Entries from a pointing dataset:
- - -
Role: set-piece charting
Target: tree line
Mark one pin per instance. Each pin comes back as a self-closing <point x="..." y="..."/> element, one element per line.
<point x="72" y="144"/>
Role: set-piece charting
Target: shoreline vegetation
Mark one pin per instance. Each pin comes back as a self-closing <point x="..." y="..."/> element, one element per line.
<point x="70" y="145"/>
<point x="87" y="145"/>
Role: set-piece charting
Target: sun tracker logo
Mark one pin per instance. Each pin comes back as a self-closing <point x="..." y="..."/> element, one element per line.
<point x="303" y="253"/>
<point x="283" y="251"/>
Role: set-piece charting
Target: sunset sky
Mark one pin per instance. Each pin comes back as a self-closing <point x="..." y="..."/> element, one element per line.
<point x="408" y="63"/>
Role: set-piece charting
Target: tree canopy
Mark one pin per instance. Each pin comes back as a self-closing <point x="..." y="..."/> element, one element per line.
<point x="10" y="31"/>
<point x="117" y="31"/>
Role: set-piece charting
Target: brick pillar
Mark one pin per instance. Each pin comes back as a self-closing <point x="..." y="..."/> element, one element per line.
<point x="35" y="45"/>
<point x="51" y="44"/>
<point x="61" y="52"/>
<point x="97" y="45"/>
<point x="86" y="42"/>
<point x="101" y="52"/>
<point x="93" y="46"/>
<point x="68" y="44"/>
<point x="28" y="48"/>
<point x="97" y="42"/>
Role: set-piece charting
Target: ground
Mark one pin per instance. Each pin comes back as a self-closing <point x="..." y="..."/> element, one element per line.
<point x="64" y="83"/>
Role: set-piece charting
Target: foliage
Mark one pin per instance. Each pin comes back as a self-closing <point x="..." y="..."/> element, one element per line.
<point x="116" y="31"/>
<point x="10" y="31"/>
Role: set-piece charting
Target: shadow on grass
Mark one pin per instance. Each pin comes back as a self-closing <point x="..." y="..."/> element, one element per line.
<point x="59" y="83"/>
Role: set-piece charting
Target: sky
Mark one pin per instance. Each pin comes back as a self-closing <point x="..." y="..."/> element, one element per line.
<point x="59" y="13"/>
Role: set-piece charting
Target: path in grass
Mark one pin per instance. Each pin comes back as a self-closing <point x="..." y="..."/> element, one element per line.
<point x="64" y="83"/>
- - -
AIM: Please reproduce all of the entries exactly as they stand.

SOLVED EXERCISE:
Role: set-piece charting
Target: tree line
Mark one pin per instance. Each pin comes back as a self-closing <point x="..." y="..."/> element, one element per line.
<point x="72" y="144"/>
Role: set-piece charting
Target: shoreline vegetation
Mark one pin per instance. Each pin comes back as a self-closing <point x="..." y="..."/> element, one element per line.
<point x="70" y="145"/>
<point x="87" y="145"/>
Role: set-piece charting
Target: sun tracker logo
Mark one pin per instance. Each pin comes back as a self-closing <point x="..." y="..."/> element, one element per line.
<point x="303" y="253"/>
<point x="283" y="251"/>
Role: set-piece charting
Target: sunset sky
Mark one pin per instance. Each pin comes back as a self-closing <point x="..." y="..."/> element, one element per line.
<point x="408" y="63"/>
Role: set-piece charting
Target: tree canopy
Mark one pin per instance. Each pin comes back as a self-closing <point x="..." y="..."/> element, one element per line.
<point x="10" y="31"/>
<point x="117" y="31"/>
Role: set-piece charting
Target: brick pillar
Mark one pin per instance. Each pin comes back as a self-closing <point x="..." y="..."/> element, one element per line.
<point x="35" y="45"/>
<point x="51" y="44"/>
<point x="61" y="52"/>
<point x="97" y="45"/>
<point x="86" y="42"/>
<point x="101" y="52"/>
<point x="93" y="46"/>
<point x="68" y="44"/>
<point x="28" y="48"/>
<point x="97" y="42"/>
Role: set-piece charting
Target: ground
Mark one pin per instance. Each pin comes back as a self-closing <point x="..." y="..."/> element, one element per line.
<point x="64" y="83"/>
Role: set-piece charting
Target: foliage
Mark one pin per instance. Each pin comes back as a self-closing <point x="..." y="..."/> element, one element per line.
<point x="116" y="31"/>
<point x="10" y="31"/>
Role: set-piece charting
Target: shadow on grass
Mark one pin per instance. Each pin comes back as a self-closing <point x="..." y="..."/> element, one element per line.
<point x="59" y="83"/>
Role: set-piece charting
Target: sky
Mark one pin per instance. Each pin comes back as a self-closing <point x="..." y="..."/> element, one element per line.
<point x="59" y="13"/>
Role: set-piece charting
Target: path in grass
Mark one pin per instance. Each pin comes back as a self-closing <point x="..." y="..."/> element, one element per line.
<point x="64" y="83"/>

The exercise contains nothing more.